• Opdrachtvereisten
Kopieer de regels van de onderstaande lijst ongewijzigd. Begin bij de eerste regel van de lijst en stop na de regel die "point(231, 152)" bevat.

########################################

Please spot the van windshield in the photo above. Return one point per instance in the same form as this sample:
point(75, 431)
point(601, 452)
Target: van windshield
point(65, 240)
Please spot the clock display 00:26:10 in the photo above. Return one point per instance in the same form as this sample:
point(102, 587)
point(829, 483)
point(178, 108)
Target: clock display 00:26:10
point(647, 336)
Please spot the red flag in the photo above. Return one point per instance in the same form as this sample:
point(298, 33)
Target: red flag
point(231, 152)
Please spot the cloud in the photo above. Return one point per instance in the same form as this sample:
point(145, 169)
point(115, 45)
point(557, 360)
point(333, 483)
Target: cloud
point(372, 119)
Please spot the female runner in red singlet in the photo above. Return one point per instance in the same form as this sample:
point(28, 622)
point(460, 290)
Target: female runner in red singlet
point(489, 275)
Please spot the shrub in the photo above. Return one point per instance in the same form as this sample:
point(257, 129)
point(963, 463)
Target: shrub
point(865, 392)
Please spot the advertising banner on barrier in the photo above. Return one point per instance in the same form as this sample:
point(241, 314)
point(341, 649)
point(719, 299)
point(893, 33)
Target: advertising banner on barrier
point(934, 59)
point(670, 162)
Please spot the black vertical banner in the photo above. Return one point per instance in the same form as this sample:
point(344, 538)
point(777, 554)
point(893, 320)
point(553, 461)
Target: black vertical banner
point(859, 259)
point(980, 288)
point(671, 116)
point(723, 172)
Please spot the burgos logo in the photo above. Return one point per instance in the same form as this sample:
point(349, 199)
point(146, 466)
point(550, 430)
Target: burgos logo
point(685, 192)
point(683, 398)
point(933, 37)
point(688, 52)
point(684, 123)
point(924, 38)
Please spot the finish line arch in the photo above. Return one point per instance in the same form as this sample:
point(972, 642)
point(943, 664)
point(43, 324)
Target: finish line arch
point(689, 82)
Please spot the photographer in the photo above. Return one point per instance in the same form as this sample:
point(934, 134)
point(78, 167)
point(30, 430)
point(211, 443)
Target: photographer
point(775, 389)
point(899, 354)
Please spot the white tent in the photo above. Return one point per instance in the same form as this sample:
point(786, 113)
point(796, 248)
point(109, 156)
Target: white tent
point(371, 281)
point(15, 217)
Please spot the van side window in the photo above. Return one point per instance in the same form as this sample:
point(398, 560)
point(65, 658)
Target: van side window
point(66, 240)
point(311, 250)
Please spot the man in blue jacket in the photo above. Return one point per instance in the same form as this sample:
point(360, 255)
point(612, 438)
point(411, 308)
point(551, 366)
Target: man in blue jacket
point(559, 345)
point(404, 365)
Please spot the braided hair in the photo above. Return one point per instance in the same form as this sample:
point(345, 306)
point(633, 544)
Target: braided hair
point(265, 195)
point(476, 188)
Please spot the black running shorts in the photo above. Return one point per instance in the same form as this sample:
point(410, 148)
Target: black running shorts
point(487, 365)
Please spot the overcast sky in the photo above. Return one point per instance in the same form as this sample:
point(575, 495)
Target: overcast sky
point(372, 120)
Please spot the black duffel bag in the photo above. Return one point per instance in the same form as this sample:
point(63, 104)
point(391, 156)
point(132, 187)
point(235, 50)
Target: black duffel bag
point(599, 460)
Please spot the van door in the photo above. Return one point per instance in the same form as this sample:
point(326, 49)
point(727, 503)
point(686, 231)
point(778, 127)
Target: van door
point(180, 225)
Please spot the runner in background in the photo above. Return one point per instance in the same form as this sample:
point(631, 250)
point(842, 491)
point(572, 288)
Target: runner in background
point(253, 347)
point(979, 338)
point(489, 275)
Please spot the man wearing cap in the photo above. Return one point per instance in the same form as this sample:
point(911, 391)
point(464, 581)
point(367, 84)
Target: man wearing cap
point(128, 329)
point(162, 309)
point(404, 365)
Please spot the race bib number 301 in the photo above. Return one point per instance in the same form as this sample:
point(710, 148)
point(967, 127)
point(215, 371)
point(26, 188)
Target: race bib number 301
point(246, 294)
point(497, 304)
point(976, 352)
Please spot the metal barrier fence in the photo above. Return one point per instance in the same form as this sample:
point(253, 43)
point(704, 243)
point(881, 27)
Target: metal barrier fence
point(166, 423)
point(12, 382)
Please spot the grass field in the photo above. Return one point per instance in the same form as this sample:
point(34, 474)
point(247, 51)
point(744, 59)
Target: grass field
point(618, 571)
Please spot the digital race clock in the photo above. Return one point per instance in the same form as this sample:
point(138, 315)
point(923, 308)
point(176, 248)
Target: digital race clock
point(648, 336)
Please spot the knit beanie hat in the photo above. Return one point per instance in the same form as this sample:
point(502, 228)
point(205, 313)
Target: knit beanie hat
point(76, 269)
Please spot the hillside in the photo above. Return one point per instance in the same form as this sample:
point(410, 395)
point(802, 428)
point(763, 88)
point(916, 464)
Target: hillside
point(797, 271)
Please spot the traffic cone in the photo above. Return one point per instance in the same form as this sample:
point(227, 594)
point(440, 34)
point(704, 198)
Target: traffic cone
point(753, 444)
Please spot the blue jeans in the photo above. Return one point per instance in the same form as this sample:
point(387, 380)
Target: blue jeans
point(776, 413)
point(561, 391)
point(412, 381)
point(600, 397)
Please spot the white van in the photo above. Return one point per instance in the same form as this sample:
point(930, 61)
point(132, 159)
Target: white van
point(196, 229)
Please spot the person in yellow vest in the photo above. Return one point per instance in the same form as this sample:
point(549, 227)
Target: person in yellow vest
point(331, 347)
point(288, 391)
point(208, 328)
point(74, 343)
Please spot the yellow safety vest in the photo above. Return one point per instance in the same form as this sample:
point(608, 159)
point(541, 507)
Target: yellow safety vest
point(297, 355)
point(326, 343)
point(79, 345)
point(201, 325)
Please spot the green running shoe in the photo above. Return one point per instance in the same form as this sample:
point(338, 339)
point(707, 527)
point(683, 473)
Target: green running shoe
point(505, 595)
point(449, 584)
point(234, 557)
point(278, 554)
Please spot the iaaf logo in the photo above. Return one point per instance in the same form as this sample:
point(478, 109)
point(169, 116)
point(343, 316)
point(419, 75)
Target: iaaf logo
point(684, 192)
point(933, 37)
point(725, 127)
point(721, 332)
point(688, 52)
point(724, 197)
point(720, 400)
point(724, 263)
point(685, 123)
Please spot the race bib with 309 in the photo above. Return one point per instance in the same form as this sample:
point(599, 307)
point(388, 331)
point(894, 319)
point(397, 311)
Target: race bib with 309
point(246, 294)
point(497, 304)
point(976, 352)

########################################

• Resultaat opdracht
Please spot the van windshield in the photo above. Return one point per instance in the same form as this sample:
point(75, 431)
point(601, 452)
Target: van windshield
point(65, 240)
Please spot the clock display 00:26:10 in the photo above. Return one point per instance in the same form as this sample:
point(102, 587)
point(829, 483)
point(178, 108)
Target: clock display 00:26:10
point(647, 336)
Please spot the red flag in the photo above. Return one point per instance in the same form as this sample:
point(298, 33)
Target: red flag
point(231, 152)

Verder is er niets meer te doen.